## Liste des tâches
**A)** Répondez à ces questions sur le texte de la visite au cimetière :
(i) Par qui le texte a-t-il été publié ?
(ii) À quelle famille de fleurs appartiennent les lobélies ?
(iii) Qu’est-ce qui se dresse au-dessus de la dalle blanche de la tombe qui ressemble au livre parfait ?
**B)** Dans le texte de la visite au cimetière, recopiez le passage qui s’ouvre sur les mots « Publié par Grégoire. » et s’achève sur « suspendue dans l’air. », en substituant « pervenches » à « lobélies ».

## Extrait du texte

+===+

C’est toujours très bon signe de ne rien attendre

3 Mars 2018, 03:25am

Publié par Grégoire.

C’est toujours très bon signe de ne rien attendre

J’ai une nouvelle lettre pour vous. Ce n’est pas moi qui l’ai écrite, mais l’air, la lumière et un bouquet de lobélies – vous savez, ces fleurs de la famille des campanules, avec de jolis reflets bleutés. Je n’attendais rien ce matin. C’est toujours très bon signe de ne rien attendre, pour peu que cette non-attente soit légère, souple, heureuse. Ça me suffisait d’être en vie. Le bonheur est une décision, l’attaque d’une avant-garde angélique. Je suis entré dans le cimetière. Il faisait beau. L’été et l’automne respectaient une trêve. Un peu de couleurs rougies, un peu de soleil fort. Une guerre suspendue dans l’air.

Mon père reposait dans ce cimetière – enfin, son manteau d’os et d’état-civil, son nom doré sur le côté d’une pierre. En vérité mon père marchait à mes côtés : invisible, il allait avec moi voir sa tombe. Je me suis arrêté net devant une autre tombe. Elle ressemblait au livre parfait, celui que personne ne parvient à écrire. Une croix debout, blanche, au-dessus d’une dalle blanche et, devant la dalle, une vasque débordant de lobélies fraîches, caressées par une main de lumière. Le bleu des fleurs était de passage sur terre. Nous traversons les miracles en aveugles, sans voir que le moindre jaillissement d’une fleur est fait de milliers de galaxies, et que les brindilles d’un nid déserté ou la voûte glacée de bleu du ciel étoilé parlent de la même absence adorable. Un papillon blanc a feuilleté les lobélies. Ses ailes avaient la palpitation d’un cœur épris.

+===+

Extraits d’un jeu de données d’annotation par points
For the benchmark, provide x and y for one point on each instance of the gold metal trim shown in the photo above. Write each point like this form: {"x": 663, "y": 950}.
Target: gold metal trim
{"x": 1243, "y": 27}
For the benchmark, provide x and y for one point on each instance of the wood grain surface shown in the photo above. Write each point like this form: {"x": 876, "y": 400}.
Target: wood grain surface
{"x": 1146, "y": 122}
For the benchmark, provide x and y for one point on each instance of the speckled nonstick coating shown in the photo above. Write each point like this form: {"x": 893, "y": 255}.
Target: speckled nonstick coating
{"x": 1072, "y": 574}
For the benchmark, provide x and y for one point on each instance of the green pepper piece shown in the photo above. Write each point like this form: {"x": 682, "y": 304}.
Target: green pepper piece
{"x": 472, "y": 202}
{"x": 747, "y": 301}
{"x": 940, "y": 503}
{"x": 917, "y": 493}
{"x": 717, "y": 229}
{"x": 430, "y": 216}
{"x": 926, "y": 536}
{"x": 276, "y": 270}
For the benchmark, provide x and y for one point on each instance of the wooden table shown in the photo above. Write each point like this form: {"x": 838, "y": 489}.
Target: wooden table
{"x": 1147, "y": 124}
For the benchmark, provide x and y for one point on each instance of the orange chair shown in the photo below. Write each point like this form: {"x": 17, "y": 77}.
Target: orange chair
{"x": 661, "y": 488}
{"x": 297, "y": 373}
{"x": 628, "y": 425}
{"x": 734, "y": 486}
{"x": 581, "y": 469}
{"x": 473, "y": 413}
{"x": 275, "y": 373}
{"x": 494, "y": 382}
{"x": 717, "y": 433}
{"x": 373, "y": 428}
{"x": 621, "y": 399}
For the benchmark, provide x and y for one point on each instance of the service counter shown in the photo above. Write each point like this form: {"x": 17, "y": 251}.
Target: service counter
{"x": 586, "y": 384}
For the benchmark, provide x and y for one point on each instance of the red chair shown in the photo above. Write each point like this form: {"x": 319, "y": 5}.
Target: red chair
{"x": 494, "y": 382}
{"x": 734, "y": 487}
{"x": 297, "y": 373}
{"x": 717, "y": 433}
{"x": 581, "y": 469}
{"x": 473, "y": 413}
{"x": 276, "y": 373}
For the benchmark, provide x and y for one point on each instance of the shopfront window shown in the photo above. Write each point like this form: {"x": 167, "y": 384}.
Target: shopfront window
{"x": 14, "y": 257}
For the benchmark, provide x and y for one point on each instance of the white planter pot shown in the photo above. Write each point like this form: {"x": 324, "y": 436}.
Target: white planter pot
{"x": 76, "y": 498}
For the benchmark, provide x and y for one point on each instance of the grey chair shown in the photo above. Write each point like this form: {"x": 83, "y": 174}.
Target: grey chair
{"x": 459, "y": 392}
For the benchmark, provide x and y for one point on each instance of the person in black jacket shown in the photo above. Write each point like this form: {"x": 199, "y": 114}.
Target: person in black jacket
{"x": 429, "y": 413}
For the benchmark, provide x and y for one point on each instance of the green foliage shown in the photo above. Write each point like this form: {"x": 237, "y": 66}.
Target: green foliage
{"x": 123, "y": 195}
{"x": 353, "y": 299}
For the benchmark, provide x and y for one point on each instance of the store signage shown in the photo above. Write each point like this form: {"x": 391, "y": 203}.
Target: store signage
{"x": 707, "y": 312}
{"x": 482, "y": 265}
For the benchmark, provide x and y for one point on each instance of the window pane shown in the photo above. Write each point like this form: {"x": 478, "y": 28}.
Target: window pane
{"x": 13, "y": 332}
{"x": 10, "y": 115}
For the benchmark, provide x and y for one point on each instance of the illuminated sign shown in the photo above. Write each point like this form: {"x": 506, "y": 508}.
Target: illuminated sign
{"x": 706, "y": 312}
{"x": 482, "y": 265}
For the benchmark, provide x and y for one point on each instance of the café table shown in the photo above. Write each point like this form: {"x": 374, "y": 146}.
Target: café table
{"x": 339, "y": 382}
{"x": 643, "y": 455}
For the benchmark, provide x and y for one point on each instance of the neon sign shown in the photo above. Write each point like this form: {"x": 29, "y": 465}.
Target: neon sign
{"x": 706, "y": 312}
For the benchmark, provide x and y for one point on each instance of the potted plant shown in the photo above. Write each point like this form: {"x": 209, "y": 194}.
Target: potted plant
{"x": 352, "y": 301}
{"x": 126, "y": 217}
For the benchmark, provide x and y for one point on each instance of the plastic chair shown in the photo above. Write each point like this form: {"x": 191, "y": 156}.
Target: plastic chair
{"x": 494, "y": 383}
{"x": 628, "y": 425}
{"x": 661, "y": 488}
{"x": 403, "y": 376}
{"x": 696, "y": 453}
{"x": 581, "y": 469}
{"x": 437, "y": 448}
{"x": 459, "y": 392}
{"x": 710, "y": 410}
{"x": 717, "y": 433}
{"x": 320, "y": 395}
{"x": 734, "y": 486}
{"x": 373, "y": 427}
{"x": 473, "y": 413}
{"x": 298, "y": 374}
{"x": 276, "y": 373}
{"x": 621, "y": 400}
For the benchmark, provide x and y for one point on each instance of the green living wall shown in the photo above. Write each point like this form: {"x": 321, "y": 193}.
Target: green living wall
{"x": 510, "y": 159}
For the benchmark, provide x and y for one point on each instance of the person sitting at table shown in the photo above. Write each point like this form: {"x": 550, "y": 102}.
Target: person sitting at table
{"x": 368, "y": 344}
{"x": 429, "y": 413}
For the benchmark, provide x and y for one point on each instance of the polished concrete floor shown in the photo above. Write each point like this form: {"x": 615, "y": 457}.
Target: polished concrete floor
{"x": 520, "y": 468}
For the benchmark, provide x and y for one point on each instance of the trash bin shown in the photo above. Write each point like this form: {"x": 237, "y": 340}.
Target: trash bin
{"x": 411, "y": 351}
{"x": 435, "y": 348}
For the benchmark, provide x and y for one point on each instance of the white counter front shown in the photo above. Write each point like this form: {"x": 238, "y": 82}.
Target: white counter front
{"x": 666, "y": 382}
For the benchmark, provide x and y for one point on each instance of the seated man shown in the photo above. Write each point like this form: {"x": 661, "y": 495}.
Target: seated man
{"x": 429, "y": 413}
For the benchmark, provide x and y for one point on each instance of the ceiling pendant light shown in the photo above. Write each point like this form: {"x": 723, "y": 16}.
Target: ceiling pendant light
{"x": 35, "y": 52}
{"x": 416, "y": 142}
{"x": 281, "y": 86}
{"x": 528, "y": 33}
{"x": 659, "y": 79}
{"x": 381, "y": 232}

+===+

## Réponses fournies
**A)**
(i) Par Grégoire.
(ii) À la famille des campanules.
(iii) Une croix blanche, debout.

**B)**
Publié par Grégoire.

C’est toujours très bon signe de ne rien attendre

J’ai une nouvelle lettre pour vous. Ce n’est pas moi qui l’ai écrite, mais l’air, la lumière et un bouquet de pervenches – vous savez, ces fleurs de la famille des campanules, avec de jolis reflets bleutés. Je n’attendais rien ce matin. C’est toujours très bon signe de ne rien attendre, pour peu que cette non-attente soit légère, souple, heureuse. Ça me suffisait d’être en vie. Le bonheur est une décision, l’attaque d’une avant-garde angélique. Je suis entré dans le cimetière. Il faisait beau. L’été et l’automne respectaient une trêve. Un peu de couleurs rougies, un peu de soleil fort. Une guerre suspendue dans l’air.